In Nacht und Eis (English: "In Night and Ice"), also called Der Untergang der Titanic ("The Sinking of the Titanic") and Shipwrecked in Icebergs in the US, is a 1912 German silent disaster drama film about the sinking of the British ocean liner Titanic which occurred that year. Released four months after the sinking, it is the second known film made (the first being Saved from the Titanic), and the first surviving one, about the disaster.

==Plot==

In Nacht und Eis (1912)

The film starts out with the passengers boarding at Southampton Harbour. The lives of the passengers on board the ill-fated ocean liner are depicted. On the fateful night, Titanic strikes an iceberg, throwing the diners in the Café Parisien to the side. Panic strikes the passengers as the crew ready the lifeboats, despite the fact that there are not enough of them. Women and children are loaded, while the men are held back. The radio operators (who take up most of the sinking part of the film) send out an SOS. Fire blows out of the funnels during the sinking and then the boilers explode. The ship's band is repeatedly shown playing musical pieces, the titles of which are shown on captions; the hymn, "Nearer, My God, to Thee" is played. As the radio room floods, the Captain calls out to the passengers, "Be British!" and finally the Captain releases the operators from their duty but both are willing to remain on the ship. As Titanic sinks, the captain saves a drowning man and takes him to a lifeboat but he refuses a spot and declares he will follow his ship; swimming away, he flounders in the waves and submerges, as his cap floats in the water.

**Given data**

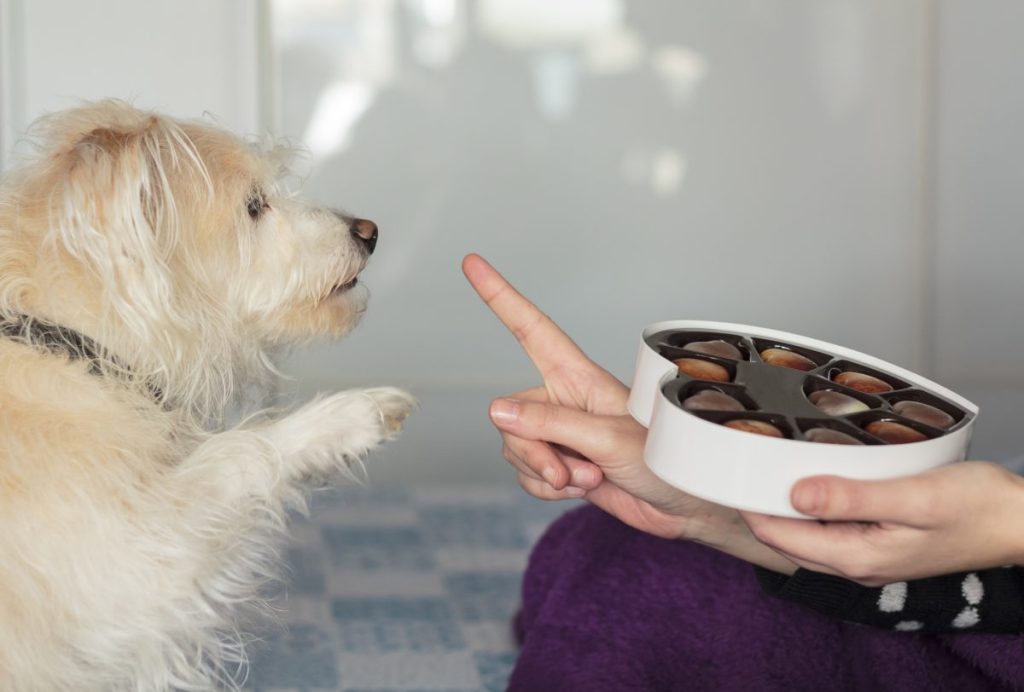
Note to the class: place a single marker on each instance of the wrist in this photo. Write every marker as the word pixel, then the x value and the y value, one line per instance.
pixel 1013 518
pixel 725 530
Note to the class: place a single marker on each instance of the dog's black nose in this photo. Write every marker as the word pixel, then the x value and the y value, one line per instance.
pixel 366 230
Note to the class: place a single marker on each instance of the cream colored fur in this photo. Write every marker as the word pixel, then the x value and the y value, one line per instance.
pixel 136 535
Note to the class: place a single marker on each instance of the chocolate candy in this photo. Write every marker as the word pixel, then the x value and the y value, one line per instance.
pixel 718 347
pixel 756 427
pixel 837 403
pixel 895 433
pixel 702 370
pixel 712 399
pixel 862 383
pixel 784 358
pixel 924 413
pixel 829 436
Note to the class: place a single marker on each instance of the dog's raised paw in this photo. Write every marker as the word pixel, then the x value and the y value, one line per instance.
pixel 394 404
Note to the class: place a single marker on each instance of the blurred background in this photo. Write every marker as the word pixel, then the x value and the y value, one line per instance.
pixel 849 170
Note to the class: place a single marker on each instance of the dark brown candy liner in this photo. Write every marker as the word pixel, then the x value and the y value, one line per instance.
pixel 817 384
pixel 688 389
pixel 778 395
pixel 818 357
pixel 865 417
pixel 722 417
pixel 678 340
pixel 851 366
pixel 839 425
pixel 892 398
...
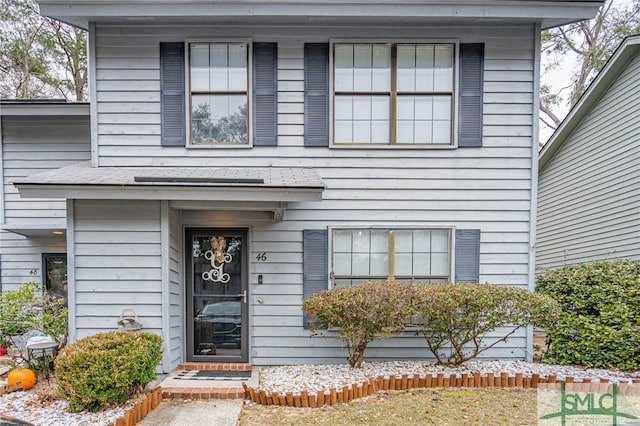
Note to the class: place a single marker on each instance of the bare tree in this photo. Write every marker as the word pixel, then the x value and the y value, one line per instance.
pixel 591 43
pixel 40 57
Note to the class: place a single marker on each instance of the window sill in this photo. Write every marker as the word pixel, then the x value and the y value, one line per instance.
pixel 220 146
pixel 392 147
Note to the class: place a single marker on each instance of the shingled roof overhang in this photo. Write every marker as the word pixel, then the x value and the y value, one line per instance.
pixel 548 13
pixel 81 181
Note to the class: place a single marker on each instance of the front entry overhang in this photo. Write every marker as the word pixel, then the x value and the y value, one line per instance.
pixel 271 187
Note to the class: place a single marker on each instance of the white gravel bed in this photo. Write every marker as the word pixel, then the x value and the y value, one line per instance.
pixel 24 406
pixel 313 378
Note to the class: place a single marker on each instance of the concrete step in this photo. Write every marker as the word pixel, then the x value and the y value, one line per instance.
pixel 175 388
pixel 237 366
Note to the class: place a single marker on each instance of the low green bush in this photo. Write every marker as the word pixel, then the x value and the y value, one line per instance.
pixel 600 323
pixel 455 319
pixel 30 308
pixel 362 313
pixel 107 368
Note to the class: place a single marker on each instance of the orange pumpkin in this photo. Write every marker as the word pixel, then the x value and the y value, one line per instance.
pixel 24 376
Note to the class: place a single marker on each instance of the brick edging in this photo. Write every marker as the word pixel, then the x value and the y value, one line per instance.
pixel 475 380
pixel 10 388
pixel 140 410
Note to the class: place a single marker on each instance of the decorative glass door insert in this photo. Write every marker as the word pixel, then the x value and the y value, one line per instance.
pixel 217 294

**Task instructions**
1. In the plot summary of the 1912 German film about the Titanic, what does the Captain call out to the passengers as the radio room floods?
2. Extend the text on the 1912 German Titanic film by writing what comes after its final sentence.

**Your written answers**
1. "Be British!"

2.
== Cast ==
- Otto Rippert as the Captain
- Ernst Rückert as the First Officer
- Waldemar Hecker as the first wireless operator
- Mime Misu as the second wireless operator

==Production==
The film was produced by Continental-Kunstfilm of Berlin, and directed by the Romanian Mime Misu. While most of its footage was shot in a glasshouse studio in the rear courtyard of the offices at 123 Chausseestrasse, some footage was shot in Hamburg, and some was possibly done aboard the German ocean liner Kaiserin Auguste Victoria, then docked at Hamburg. The Café Parisien scenes were filmed in the vessel's Winter Garden. The Berlin Fire Department provided water to use for the sinking scenes. The filming began in May 1912, and the film premiered in August 1912. The Captain and First Officer are played by Otto Rippert and Ernst Rückert respectively.

With a running time of 35 minutes, In Nacht und Eis was three times longer than the average film of 1912. Shot in black and white, various scenes were tinted to heighten their impact, such as night scenes in dark blue and a shot of a stoker feeding a burner in red. In one scene, a title card reads: Der kleine Milliardenerbe, welcher mit seinem Kindermädchen gerettet wurde, weil sich die ganze Familie opferte, um den Namen zu erhalten which translates to "The little inheritor of billions, who was rescued by his nanny to preserve the [family] name, since the whole family sacrificed themselves." This related to the true story of the Allison family which were traveling in First Class, whose baby Trevor escaped the Titanic with his nanny Alice Cleaver, while his family perished in the sinking. The portrayal of the Captain, telling passengers to be British, and saving a drowning man, is based on some press reports report that Captain E.J. Smith was reported to have advised crewmen with the words "Be British" and carried a child to the overturned Collapsible B.

==Preservation status==
The film was presumed lost until February 1998, when the German film archivist Horst Lange, after seeing a newspaper article mentioning the disappearance of In Nacht und Eis, informed the paper that he possessed a print of the film, after which the Deutsche Kinemathek started working on a restoration of the film, which premiered on August 28, 1998, in Bonn. Various scenes can be seen in the documentary Beyond Titanic.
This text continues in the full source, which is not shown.